_TO DO_
1/ Which section headings appear in the review of the reinforcement learning manuscript below? List every one.
2/ Can you pick up the review of the reinforcement learning manuscript below, placed ahead of the material, and carry it on from its final line?

Summary. The manuscript uses reinforcement learning simulations to show that a naive agent can acquire model-based representations converging toward an expert's through minimal social cues—specifically, heuristic action selection or value boosting based solely on observed expert actions—without mental state inference. These cues bias the learner's experience in a reconfigurable reward environment, with model-based learners exhibiting faster learning and more expert-like representations than model-free ones.

Significance. If the implementation details confirm that the heuristics operate from observable actions alone, the work is significant as a computational demonstration that cultural transmission of higher-level, flexible knowledge can emerge from simple, non-mentalizing processes that exploit standard asocial RL mechanisms. It provides a concrete alternative to inference-heavy accounts of social learning and could inform both cultural evolution theory and the design of observational learning in AI agents.

major comments (2)

_INFORMATION SUPPLIED_
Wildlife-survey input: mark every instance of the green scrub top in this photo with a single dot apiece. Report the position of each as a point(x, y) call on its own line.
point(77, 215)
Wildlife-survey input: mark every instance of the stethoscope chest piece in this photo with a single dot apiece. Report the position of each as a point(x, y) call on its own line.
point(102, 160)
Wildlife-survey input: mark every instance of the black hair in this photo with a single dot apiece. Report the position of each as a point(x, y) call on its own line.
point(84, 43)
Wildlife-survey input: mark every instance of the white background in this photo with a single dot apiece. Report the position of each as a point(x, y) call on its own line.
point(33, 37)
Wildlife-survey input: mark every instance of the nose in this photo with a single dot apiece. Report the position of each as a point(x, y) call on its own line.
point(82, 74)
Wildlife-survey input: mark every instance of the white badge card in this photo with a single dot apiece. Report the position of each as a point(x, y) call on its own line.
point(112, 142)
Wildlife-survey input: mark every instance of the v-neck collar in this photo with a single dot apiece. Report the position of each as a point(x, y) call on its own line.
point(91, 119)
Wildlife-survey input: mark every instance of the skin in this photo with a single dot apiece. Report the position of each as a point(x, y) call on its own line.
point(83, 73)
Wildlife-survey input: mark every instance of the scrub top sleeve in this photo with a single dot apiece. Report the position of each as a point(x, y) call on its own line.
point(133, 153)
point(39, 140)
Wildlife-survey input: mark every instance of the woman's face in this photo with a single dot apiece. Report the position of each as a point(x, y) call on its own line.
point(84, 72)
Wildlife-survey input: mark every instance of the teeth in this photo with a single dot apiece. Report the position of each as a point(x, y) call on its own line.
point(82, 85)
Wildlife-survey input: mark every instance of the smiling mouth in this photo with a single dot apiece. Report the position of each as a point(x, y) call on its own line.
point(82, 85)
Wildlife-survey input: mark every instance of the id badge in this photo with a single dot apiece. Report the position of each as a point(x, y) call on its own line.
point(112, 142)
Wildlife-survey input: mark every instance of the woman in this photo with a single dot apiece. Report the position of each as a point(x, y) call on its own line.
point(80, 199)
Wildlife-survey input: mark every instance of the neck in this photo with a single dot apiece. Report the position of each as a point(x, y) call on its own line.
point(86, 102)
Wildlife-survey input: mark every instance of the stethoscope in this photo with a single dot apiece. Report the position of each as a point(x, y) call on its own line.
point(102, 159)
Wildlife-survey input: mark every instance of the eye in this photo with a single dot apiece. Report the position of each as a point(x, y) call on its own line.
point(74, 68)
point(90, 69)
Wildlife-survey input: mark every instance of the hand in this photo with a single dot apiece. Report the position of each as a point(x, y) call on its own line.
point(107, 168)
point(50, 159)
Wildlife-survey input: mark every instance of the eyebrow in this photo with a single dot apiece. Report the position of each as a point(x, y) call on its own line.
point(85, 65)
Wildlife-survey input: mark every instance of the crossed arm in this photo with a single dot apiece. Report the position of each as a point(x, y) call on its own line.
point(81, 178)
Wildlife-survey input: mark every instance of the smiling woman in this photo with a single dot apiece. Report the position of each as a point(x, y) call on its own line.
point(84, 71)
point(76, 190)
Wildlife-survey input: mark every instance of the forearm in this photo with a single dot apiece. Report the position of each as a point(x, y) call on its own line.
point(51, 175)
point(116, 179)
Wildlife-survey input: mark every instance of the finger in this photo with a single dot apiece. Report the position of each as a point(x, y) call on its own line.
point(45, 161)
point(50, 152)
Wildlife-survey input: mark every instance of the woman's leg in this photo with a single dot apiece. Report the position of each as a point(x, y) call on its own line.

_ANSWERS PER TASK_
1/ Summary; Significance; major comments

2/
  1. [Methods] Methods section (value boosting and action selection rules): The paper must explicitly demonstrate that value boosting is computed exclusively from observable expert actions without supplying the learner with the expert's internal Q-values, transition model, or shared state representation. If the simulation provides any of these (as is common in standard model-based RL implementations), the reported convergence would be an artifact of the setup rather than emergent from raw behavioral cues, directly undermining the central claim of transmission 'without inference'.
  2. [Results] Results section (model-based learner advantages): The qualitative claim that model-based learners benefit most (faster learning, more expert-like representations) lacks reported statistical tests, effect sizes, or ablation controls varying the heuristic parameters. Without these, it is unclear whether the differential benefit is robust or specific to the chosen action-selection and boosting rules, weakening support for the broader conclusion about model-based representations.
minor comments (2)
  1. [Abstract] Abstract: The string 'naïve' is rendered with an encoding artifact ('naïve'); correct to standard spelling for clarity.
  2. [Methods] Methods: All simulation parameters (learning rates, environment reconfiguration schedule, reward magnitudes, number of trials) should be listed explicitly in the main text or a table to enable full reproducibility.

Simulated Author's Rebuttal

2 responses · 0 unresolved

We thank the referee for their constructive comments, which have prompted us to strengthen the clarity and rigor of our manuscript. We address each major comment below and outline the revisions we will make.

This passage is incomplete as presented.